>> start Page text

The third day, he rose from the dead. The central event in all of human history happened in the middle of the night, in a tomb, in the dark, with nobody around, nobody to say much of anything about it, and even now, it’s not an easy thing to talk about. I remember listening to one of my preaching professors in seminary, Gail O’Day, who is now the president of the divinity school at Wake Forest, as she told the story of one sermon she’d graded, as the student tried to explain the resurrection, tried to find a way to use the words of a sermon to give the Resurrection the weight it deserved. He compared Jesus, she said, to a box of oreos. Here is what he said in the sermon:
It was raining, as I put on my rain boots and got in the car to go to the grocery store one afternoon about 3 o clock. I walked in the store and walked straight to the cookie aisle, as I had a hankering for some double stuff oreos. Not the regular ones, mind you, double stuff. As I approached the aisle, he continued, I noticed that there was a conspicuous hole where the double stuff oreos were supposed to be. They had the regular oreos, plenty of them. They had the watermelon ones—did you know there were watermelon oreos?—which of course they had those because who wants to buy watermelon oreos? And yet in the middle of all the different kinds of oreos, there was a hole, a place where the special, sacred double stuff oreos had been but were not anymore. Just like the women who watched the crucifixion, I was crushed.
And I want to the manager, he said, because I wanted these cookies, I needed them, and the manager said, I am sorry, but we are all out of double stuff oreos. They are gone. But I can give you a rain check, if you like, so that you can come back and find, that in that hole, that tomb-like hole in which you couldn’t find what you were looking for, you will find the double-stuff oreos you are looking for. And I asked him, so, how long do you think it will be before I can come back and you will have double stuff oreos? And he said, oh, come back in three days.

>> end Page text
>> start Supplied information

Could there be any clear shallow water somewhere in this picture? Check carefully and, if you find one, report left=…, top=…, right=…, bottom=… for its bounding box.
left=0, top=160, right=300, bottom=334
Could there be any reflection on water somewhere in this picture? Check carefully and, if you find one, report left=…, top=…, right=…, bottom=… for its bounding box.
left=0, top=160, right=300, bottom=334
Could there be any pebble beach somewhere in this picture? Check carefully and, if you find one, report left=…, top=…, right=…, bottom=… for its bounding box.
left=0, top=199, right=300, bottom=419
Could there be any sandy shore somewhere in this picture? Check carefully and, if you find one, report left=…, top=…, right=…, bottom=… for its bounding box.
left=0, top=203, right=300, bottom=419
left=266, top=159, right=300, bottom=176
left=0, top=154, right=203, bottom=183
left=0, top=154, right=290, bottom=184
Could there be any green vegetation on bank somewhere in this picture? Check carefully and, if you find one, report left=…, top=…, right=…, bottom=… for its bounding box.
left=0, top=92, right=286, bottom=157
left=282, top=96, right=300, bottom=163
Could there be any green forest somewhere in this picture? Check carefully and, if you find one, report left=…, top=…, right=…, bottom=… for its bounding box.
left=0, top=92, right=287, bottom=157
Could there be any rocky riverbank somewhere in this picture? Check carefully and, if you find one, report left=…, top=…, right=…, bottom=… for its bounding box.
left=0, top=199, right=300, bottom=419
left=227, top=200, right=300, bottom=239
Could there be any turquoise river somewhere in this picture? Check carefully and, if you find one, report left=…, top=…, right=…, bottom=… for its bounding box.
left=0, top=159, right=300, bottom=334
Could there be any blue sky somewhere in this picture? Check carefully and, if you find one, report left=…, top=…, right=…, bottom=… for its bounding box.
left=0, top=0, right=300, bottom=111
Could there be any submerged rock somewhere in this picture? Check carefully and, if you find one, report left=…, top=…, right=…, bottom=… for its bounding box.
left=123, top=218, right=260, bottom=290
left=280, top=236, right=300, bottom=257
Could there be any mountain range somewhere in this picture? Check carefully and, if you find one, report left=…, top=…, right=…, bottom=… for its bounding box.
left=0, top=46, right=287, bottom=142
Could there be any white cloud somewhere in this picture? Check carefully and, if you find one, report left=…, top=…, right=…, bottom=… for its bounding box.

>> end Supplied information

What to do
A – According to the sermon passage, what position does Gail O'Day now hold?
B – Name every kind of Oreo mentioned in the sermon passage.
C – Print the sermon passage from "And I want to" up to and including "in three days.".

Answers given
A – She is the president of the divinity school at Wake Forest.

B – Double stuff, regular, and watermelon.

C –
And I want to the manager, he said, because I wanted these cookies, I needed them, and the manager said, I am sorry, but we are all out of double stuff oreos. They are gone. But I can give you a rain check, if you like, so that you can come back and find, that in that hole, that tomb-like hole in which you couldn’t find what you were looking for, you will find the double-stuff oreos you are looking for. And I asked him, so, how long do you think it will be before I can come back and you will have double stuff oreos? And he said, oh, come back in three days.